3 LinkedIn Tips to Optimize Your Profile

LinkedIn is a powerful tool. It can help you with personal branding. It can establish you as a thought leader in your field. It can attract recruiters to your professional background. It can assist you in setting up networking chats with professionals in the field or companies you’re interested in.

Most of us, however, aren’t using the tool to its full potential.

Here are 3 tips to optimize your profile and get noticed (by the right people.)

1. Update your heading with the job title you want

The heading is searchable. So, why wouldn’t you brand yourself with the title you want? If you’re currently a Product Manager but want a Senior position, put Senior Product Manager in the title.

You can also expand your title to include a short snippet of how you approach your work. Pick tropes you see in job descriptions. For Product Managers, words like “user-obsessed,” “data-driven,” and “collaboration” are often seen in job descriptions.

Therefore, your heading would look something like this:

Senior Product Manager | User-obsessed, data-driven, and collaborative

In addition, always put what you want people to see first. Only the first line appears on the main feed and in searches. Your heading can be longer than one line, but make sure the most important information, like the job title, is the first thing people read.

# [Directions]
Transcribe the LinkedIn profile tips, starting with "LinkedIn is a" and going on through "in the title.". The lines that come next are not needed for this.

# [Data block]
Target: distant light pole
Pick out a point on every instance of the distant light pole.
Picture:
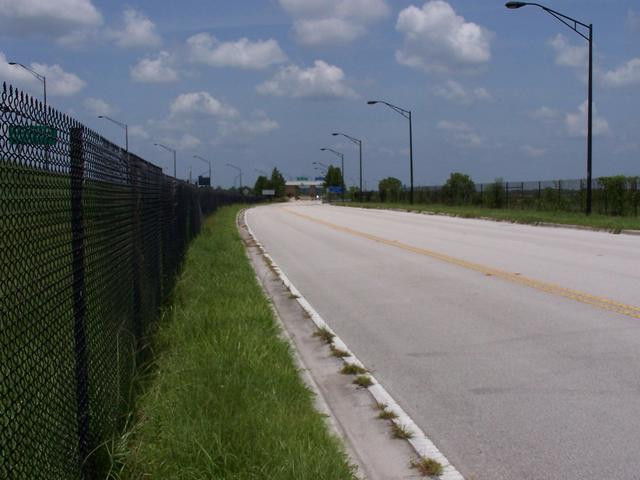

# [Correct output]
LinkedIn is a powerful tool. It can help you with personal branding. It can establish you as a thought leader in your field. It can attract recruiters to your professional background. It can assist you in setting up networking chats with professionals in the field or companies you’re interested in.

Most of us, however, aren’t using the tool to its full potential.

Here are 3 tips to optimize your profile and get noticed (by the right people.)

1. Update your heading with the job title you want

The heading is searchable. So, why wouldn’t you brand yourself with the title you want? If you’re currently a Product Manager but want a Senior position, put Senior Product Manager in the title.